> Dataset records:
_ _ _ _ _ _ _

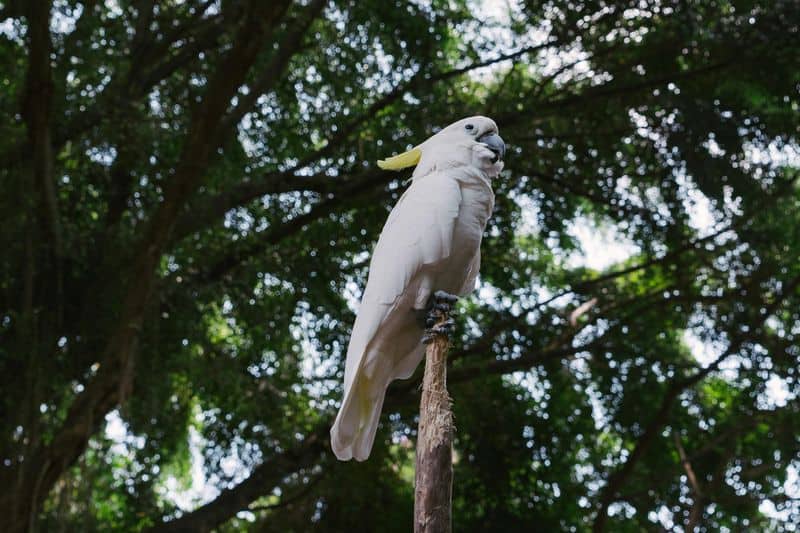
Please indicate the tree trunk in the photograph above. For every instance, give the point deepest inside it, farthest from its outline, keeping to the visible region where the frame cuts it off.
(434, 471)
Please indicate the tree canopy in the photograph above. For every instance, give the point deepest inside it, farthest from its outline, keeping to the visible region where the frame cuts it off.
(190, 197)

_ _ _ _ _ _ _

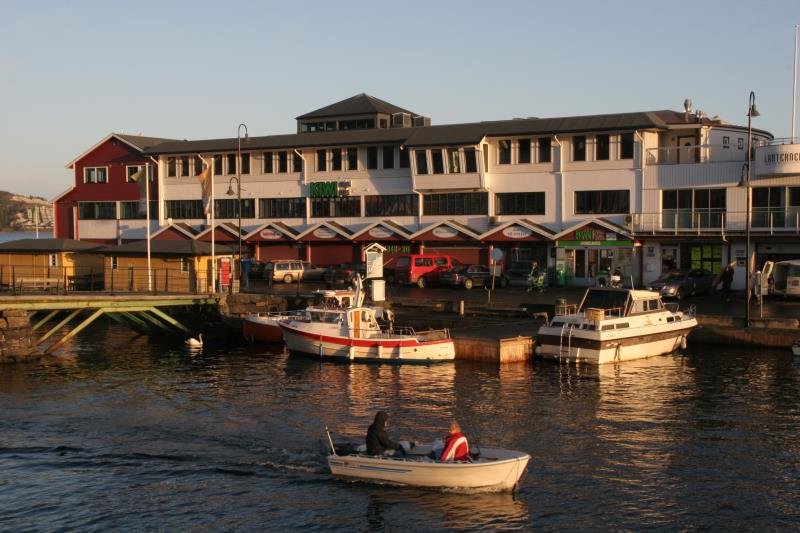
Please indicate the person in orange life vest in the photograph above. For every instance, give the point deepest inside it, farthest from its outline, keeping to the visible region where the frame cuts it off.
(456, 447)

_ _ _ _ _ _ _

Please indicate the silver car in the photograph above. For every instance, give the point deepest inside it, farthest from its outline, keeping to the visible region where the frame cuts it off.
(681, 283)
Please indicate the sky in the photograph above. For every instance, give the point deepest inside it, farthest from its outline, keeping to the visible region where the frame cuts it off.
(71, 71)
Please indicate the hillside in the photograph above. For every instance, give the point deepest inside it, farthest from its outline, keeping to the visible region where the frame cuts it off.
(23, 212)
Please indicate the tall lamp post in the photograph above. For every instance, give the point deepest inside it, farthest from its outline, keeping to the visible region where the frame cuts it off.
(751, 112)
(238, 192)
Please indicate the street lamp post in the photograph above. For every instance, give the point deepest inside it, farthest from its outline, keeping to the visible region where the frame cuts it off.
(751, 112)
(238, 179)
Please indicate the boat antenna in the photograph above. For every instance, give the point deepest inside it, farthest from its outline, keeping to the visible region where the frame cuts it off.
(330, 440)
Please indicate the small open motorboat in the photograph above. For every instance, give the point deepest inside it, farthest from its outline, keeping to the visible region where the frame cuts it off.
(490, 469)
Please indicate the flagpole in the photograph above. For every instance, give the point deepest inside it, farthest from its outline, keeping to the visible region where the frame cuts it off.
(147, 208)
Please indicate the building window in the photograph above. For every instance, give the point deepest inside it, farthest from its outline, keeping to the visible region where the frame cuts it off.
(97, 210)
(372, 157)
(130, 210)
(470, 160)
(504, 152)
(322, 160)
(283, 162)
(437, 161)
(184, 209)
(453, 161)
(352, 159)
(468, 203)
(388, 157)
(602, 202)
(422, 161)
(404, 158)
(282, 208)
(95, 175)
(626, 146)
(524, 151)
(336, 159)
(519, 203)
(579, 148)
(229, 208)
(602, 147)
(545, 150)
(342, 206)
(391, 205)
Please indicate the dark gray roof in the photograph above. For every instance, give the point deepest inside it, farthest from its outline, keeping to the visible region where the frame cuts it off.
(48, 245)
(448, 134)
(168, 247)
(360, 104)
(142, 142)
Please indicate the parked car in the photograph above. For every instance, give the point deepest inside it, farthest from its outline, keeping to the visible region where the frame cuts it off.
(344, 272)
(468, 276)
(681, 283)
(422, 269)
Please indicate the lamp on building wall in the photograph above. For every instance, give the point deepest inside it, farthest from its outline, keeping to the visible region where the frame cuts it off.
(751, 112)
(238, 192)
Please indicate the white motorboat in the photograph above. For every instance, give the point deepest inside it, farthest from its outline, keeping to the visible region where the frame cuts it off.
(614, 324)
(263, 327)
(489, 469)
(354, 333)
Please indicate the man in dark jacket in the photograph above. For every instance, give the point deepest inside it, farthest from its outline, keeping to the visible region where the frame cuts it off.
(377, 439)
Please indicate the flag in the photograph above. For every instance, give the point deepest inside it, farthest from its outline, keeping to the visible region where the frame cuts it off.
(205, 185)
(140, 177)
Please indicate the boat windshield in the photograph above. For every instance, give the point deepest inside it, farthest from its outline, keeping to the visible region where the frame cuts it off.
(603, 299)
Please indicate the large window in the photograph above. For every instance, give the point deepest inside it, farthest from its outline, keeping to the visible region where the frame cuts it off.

_ _ _ _ _ _ _

> What you will do: Copy out the lines above exactly, beginning at the one that contains "Please indicate the lamp" and ending at the one that contains "Please indicate the large".

> Answer box:
Please indicate the lamp on building wall in the photograph above. For every instance, give the point deepest inside it, farthest from its outline, keeping to the visible region where the frame cuts it off.
(751, 112)
(238, 192)
Please indicate the white motorboat in the photograph above. For every instance, give the point deepest inside it, farthest from its outline, keeping to the visible region where the frame cuts it off.
(614, 324)
(263, 327)
(489, 469)
(354, 333)
Please indicate the man in dark jacket in the photograph above. For every instance, give the point deepest inside it, farthest from its outline, keeping to the visible region where the frame cuts it off.
(377, 439)
Please indicate the flag in the photograph above. For every instance, give the point deepest inside it, farthest from its outline, keeping to the visible region where the frame cuts it off.
(205, 185)
(140, 177)
Please indicate the boat windshield in the photograph above. For every instance, give the point deepest inside it, farthest from its outline, keeping to the visible region where the frame cuts it off.
(603, 299)
Please indicate the large window in the photograph above. For every instance, give the point deepest inside it, farthest from its outline, keeping to the visible region where the frame cuts it off.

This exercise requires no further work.